> _Your objective_
Return every one of the rows below without changing a single character.

> _Extracted information_
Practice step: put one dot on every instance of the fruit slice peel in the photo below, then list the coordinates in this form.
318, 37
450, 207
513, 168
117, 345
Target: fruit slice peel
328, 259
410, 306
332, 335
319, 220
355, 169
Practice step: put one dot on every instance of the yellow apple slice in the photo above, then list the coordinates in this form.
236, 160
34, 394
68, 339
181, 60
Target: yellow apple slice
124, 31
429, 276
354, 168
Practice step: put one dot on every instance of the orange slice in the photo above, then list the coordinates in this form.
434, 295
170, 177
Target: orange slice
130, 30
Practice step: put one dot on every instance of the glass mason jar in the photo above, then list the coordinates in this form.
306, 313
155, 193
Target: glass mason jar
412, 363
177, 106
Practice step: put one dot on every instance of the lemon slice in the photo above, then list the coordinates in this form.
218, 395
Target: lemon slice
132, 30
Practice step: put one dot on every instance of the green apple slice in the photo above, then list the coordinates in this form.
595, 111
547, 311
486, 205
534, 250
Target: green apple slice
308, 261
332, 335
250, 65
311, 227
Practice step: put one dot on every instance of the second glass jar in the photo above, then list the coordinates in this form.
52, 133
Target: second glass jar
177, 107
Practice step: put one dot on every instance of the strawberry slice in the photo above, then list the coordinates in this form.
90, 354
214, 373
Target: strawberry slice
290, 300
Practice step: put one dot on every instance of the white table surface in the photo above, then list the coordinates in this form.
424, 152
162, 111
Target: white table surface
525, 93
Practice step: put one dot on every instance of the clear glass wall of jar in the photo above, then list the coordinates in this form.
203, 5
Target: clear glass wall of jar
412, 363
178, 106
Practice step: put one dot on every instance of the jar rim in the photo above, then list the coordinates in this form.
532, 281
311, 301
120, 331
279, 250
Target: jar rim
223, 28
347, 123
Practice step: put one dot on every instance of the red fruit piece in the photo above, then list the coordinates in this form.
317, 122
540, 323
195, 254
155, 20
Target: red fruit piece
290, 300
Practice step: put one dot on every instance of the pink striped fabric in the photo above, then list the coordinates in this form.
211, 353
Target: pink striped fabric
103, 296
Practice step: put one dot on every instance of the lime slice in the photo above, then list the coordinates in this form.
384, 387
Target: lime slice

> _Expected answer_
Practice step: put one dot on every instance of the fruit slice peel in the photo below, then list the coordinates in this form.
318, 37
450, 207
513, 168
117, 345
Target: fruit slice peel
328, 259
410, 306
332, 335
319, 220
355, 169
Practice step: put one dot on every instance of the yellow apple slice in the photo above, then list the coordinates in this form.
236, 160
34, 394
68, 339
181, 60
Target: yellow apple slice
124, 31
429, 276
354, 168
Practice step: put one dot on every instance of the orange slice in the photo above, then list the coordinates in this form.
434, 295
170, 177
Target: orange slice
130, 30
Practice step: put one dot on every instance of the glass mason jar in the photo above, then list the coordinates in this form.
306, 313
155, 193
Target: glass mason jar
412, 363
177, 106
Practice step: put one dot on every instance of the lemon slice in the photo above, then list the coordinates in this form.
218, 395
Target: lemon slice
132, 30
Practice step: put one dot on every instance of the green apple slice in the photo above, then list the coordinates in this form.
595, 111
547, 311
486, 205
534, 250
Target: green apple slice
308, 261
332, 335
250, 65
311, 227
Practice step: put one dot on every instance of the second glass jar in the photo above, then list the coordinates in this form.
52, 133
Target: second glass jar
177, 107
Practice step: put one dot on every instance of the strawberry slice in the photo above, then list the coordinates in this form.
90, 354
214, 373
Target: strawberry slice
290, 300
Practice step: put one dot on every instance of the white table surface in the photo above, then list the coordinates in this form.
424, 152
162, 111
Target: white table surface
525, 93
Practice step: put one dot on every instance of the clear glass wall of jar in the photo above, then list the coordinates in this form.
203, 5
Target: clear glass wall of jar
412, 363
178, 106
Practice step: put one dot on every instance of the jar rim in the photo above, then list the coordinates in this form.
532, 281
311, 301
120, 331
279, 250
Target: jar rim
223, 28
347, 123
Practice step: put one dot on every instance of the red fruit piece in the photo above, then list the coordinates in this form.
317, 122
540, 323
195, 254
155, 20
Target: red fruit piece
290, 300
Practice step: put one dot on every instance of the pink striped fabric in the photo above, then list the coordinates in this form.
211, 353
Target: pink striped fabric
103, 296
Practice step: put one dot on every instance of the lime slice in the photo above, then list the coordinates in this form.
384, 387
Target: lime slice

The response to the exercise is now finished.